### YOUR TASK
Pull out every line in the records below that contains the string "sandy".

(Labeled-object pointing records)
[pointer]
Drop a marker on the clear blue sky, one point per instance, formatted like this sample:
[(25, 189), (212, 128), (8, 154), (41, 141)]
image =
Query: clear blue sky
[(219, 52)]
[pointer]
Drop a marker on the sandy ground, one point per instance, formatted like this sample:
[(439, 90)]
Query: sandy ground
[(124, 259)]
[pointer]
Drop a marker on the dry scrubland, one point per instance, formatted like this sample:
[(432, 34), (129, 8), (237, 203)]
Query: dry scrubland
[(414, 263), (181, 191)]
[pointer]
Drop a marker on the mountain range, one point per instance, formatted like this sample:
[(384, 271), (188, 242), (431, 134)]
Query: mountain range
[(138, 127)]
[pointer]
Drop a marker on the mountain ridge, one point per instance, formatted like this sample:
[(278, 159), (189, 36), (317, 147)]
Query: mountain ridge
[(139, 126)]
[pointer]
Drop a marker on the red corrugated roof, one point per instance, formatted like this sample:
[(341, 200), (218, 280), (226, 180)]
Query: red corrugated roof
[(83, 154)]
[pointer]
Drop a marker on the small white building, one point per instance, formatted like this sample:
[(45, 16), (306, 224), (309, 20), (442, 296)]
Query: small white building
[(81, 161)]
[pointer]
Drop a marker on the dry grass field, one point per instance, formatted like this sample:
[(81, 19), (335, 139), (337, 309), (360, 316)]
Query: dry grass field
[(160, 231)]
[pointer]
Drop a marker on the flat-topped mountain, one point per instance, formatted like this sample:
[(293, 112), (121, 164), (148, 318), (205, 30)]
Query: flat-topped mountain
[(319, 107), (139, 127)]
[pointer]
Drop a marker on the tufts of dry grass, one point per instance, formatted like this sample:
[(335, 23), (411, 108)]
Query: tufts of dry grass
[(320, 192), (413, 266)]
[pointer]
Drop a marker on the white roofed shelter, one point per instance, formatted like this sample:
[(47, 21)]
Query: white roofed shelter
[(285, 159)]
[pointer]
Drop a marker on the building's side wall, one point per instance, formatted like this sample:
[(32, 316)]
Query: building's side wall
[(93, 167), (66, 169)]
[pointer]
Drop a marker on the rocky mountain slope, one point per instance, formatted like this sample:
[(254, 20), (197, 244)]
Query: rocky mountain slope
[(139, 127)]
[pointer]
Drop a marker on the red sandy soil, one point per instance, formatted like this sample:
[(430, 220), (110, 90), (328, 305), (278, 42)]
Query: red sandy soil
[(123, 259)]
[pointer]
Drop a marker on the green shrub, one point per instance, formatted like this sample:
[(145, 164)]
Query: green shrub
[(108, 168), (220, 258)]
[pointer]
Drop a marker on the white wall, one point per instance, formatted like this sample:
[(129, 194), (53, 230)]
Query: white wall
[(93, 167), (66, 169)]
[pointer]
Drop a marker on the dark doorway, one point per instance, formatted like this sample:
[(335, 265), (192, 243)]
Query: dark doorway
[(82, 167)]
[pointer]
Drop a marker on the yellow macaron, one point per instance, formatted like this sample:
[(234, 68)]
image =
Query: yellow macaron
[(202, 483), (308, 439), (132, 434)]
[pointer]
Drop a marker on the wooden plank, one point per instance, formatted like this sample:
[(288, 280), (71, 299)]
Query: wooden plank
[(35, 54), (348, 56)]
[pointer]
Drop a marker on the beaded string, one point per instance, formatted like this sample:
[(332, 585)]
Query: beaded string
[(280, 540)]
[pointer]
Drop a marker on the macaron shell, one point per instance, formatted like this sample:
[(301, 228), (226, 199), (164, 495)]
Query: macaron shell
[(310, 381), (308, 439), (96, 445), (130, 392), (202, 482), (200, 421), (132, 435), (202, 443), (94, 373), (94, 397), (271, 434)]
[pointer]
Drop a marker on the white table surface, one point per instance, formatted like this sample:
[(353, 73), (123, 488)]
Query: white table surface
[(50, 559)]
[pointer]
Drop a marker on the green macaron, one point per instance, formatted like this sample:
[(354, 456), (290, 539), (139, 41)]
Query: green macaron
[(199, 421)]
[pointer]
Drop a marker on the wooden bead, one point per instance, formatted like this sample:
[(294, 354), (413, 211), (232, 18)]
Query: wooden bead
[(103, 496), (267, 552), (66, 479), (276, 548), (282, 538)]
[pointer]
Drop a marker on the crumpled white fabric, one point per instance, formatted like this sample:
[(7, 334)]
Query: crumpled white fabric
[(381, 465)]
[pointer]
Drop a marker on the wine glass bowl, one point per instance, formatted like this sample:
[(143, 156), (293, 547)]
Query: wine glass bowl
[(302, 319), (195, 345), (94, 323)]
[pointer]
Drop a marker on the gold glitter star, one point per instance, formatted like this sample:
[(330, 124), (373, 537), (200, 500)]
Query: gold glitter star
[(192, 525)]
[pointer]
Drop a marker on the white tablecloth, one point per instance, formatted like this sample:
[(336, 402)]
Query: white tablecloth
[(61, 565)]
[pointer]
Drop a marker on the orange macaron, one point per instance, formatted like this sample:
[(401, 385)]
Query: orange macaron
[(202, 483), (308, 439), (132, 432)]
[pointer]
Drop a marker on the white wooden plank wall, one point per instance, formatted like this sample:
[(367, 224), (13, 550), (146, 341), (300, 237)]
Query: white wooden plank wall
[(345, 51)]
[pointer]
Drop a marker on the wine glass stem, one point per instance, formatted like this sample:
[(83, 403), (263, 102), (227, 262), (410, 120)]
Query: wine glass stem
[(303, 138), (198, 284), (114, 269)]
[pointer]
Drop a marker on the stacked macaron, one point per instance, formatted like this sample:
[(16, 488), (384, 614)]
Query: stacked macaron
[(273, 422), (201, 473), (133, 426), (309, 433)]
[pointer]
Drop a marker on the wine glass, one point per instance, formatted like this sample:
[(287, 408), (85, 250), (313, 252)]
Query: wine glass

### RESPONSE BELOW
Drop a marker on the sandy ground, one point per instance, formatted like this sample:
Query: sandy ground
Drop a marker on the red sandy soil, one point per instance, formatted like this sample:
Query: red sandy soil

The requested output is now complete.